Saved entries:
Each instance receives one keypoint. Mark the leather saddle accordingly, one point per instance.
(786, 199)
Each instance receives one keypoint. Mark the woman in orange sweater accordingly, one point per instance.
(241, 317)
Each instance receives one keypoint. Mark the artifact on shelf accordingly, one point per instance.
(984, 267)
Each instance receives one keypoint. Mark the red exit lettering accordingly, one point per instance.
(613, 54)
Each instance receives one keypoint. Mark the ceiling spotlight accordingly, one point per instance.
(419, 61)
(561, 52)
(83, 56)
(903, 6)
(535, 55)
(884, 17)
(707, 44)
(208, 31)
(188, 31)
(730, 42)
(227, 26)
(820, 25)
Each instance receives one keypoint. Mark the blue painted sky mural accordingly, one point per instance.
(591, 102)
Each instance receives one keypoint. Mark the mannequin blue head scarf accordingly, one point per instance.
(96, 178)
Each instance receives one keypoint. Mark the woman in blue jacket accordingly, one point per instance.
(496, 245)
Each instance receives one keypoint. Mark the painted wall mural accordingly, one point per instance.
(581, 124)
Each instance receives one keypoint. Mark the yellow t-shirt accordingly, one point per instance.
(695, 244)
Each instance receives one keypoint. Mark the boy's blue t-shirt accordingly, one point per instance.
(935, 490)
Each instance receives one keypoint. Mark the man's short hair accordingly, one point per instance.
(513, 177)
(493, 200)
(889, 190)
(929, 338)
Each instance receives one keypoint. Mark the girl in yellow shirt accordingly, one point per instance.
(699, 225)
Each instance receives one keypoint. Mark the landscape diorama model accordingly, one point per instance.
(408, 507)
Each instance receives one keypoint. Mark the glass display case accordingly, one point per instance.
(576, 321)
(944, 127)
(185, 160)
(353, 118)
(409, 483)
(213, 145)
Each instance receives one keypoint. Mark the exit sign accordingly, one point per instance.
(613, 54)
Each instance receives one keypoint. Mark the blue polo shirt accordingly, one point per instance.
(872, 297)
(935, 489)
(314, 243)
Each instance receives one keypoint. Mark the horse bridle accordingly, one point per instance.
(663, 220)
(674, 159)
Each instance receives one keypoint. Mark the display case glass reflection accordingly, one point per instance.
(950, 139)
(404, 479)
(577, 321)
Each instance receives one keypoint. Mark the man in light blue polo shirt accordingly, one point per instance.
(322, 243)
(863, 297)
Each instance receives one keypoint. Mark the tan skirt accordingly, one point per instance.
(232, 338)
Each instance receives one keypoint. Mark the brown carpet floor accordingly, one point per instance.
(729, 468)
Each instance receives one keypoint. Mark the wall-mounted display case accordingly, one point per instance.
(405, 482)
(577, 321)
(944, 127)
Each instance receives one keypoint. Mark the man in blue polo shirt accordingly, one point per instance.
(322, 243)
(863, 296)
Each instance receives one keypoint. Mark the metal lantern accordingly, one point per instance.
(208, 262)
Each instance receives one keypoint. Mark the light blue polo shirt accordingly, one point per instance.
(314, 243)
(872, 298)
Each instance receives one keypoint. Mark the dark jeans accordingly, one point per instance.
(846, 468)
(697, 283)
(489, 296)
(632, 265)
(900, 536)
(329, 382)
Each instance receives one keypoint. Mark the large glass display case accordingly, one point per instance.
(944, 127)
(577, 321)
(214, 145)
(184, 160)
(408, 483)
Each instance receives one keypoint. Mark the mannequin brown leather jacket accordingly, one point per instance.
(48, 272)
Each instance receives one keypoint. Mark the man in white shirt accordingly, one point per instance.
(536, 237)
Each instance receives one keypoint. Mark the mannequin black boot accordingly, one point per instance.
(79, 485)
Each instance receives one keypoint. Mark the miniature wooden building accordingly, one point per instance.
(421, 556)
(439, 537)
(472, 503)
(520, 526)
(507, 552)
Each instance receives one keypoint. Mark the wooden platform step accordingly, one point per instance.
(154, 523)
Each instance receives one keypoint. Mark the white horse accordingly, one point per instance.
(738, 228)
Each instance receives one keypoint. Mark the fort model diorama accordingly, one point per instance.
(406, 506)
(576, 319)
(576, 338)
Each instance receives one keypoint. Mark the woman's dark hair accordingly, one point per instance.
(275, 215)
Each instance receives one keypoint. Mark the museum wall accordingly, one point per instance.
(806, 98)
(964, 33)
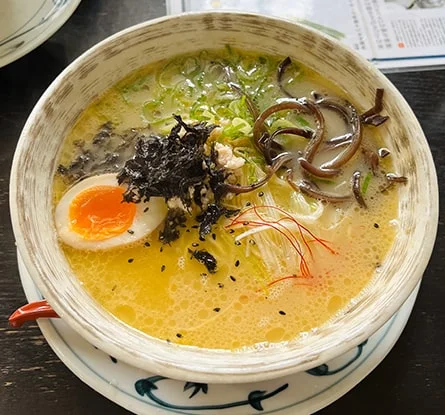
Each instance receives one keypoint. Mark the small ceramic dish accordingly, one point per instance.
(90, 75)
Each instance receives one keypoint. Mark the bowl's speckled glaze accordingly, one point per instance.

■ Short problem ■
Reproduce the material above word for word, leaving out the pictures.

■ Task response ■
Each instance receives one keypoint. Mark the leather saddle accordingly, one point per instance.
(786, 199)
Each instance receives one keypoint. Mark the woman in orange sweater accordingly, one point per instance.
(241, 317)
Each instance receives one keypoint. Mark the artifact on shelf accordingly, one point per instance.
(984, 267)
Each instance receives one keypoint. Mark the red exit lettering accordingly, one point per instance.
(613, 54)
Each instance receives one keypoint. Mark the ceiling spotlight accordingly, one point per instance.
(419, 61)
(561, 52)
(83, 56)
(903, 6)
(535, 55)
(884, 17)
(707, 44)
(208, 31)
(188, 31)
(730, 42)
(227, 26)
(820, 25)
Each instance receives one keypoint. Mark the blue painted sky mural accordingly, one point per instance.
(591, 102)
Each instance receives one keypoint. Mark the mannequin blue head scarf accordingly, one point per instance.
(96, 178)
Each instance receives one keypoint. Mark the woman in blue jacket accordingly, one point per instance.
(496, 245)
Each instance receives one keypoint. Mark the painted wall mural accordingly, one point per instance.
(581, 124)
Each instance receives one keypoint. Mark the yellow t-shirt accordingly, one point per instance.
(695, 244)
Each instance receives one keypoint. Mark the boy's blue t-shirt accordingly, one point per instance.
(935, 490)
Each instance receives one keypoint. Mark the man's short hair accordingly, one point per instance.
(513, 177)
(493, 200)
(889, 190)
(929, 338)
Each instance receives one keypoint. Mark the girl in yellow shirt accordingly, one point per instance.
(699, 225)
Each instance receives one keypoint. Mark the landscape diorama model accordingly, one point per instance.
(408, 507)
Each instance receives one keypoint. Mark the glass display case accordingly, one point per instance.
(576, 321)
(944, 127)
(185, 160)
(353, 118)
(409, 483)
(213, 145)
Each instance receives one keypoint. Mark the exit sign accordingly, one point per instance.
(613, 54)
Each instance receives one keypoint. Mark the blue polo shirt accordingly, one point per instance.
(872, 297)
(935, 489)
(314, 243)
Each instance receives one keypoint. Mark the horse bridle accordingly, one point per instance.
(663, 220)
(674, 159)
Each instance receives one keypoint. Mark the display case glass reflection accordingly, one point per instance.
(950, 139)
(404, 479)
(577, 321)
Each instance receives one keypoint. Mark the man in light blue polo shirt accordingly, one point per instance.
(322, 243)
(863, 297)
Each instance receives one keypoint. Mark the tan skirt accordingly, one point per instance.
(232, 338)
Each instance receives one keypoint. Mark the brown carpet floor accordingly, one point per instance.
(729, 468)
Each instance receives one keypoint. Mark the wall-mounted display case accordingly, one point per instance.
(405, 482)
(577, 321)
(944, 127)
Each instance receives one keypoint. Mark the man in blue polo shirt accordingly, one point per instance.
(322, 243)
(863, 296)
Each instance receives one keypoint. Mark the metal lantern accordingly, one point per instance.
(208, 262)
Each instance receives one keypoint. Mark the light blue polo shirt accordingly, one point per instance.
(314, 243)
(872, 298)
Each instance receives one keypoint. Mark the dark jeans accordingly, one point per instance.
(846, 468)
(697, 283)
(489, 296)
(632, 265)
(900, 536)
(329, 382)
Each instance receives one keypoint. Mark the large glass display case accordingly, one point per instance.
(944, 127)
(577, 321)
(214, 145)
(184, 160)
(408, 483)
Each instance receives one keypoint. Mark the mannequin brown leather jacket accordingly, one point per instance.
(48, 272)
Each instance receives one keypoint. Mark the man in white shirt accordingly, one point per instance.
(536, 237)
Each instance receives one keypoint. Mark the mannequin black boot accordingly, one point per instance.
(79, 485)
Each instance receives one keypoint. Mark the miniature wooden building accordingly, one point per instance.
(421, 556)
(439, 537)
(472, 503)
(520, 526)
(507, 552)
Each instance receives one keypoint. Mark the wooden platform step accordingly, one point per instance.
(154, 523)
Each instance receives one keypoint. Mark the white horse accordingly, one point per instance.
(738, 228)
Each instance receives one keypoint. Mark the fort model diorama accordingly, one point per instance.
(406, 506)
(576, 319)
(576, 338)
Each instance receives one keypoint. Mark the woman's dark hair accordingly, one point per instance.
(275, 215)
Each instance receives one keypoint. Mark the museum wall accordingly, one point per instance.
(806, 98)
(964, 33)
Each instance receives one keypoint. Mark the small ceramic dish accordingly, one point per instance.
(90, 75)
Each instance receives one keypoint. Mark the bowl's speckled glaze accordingly, one point per instance.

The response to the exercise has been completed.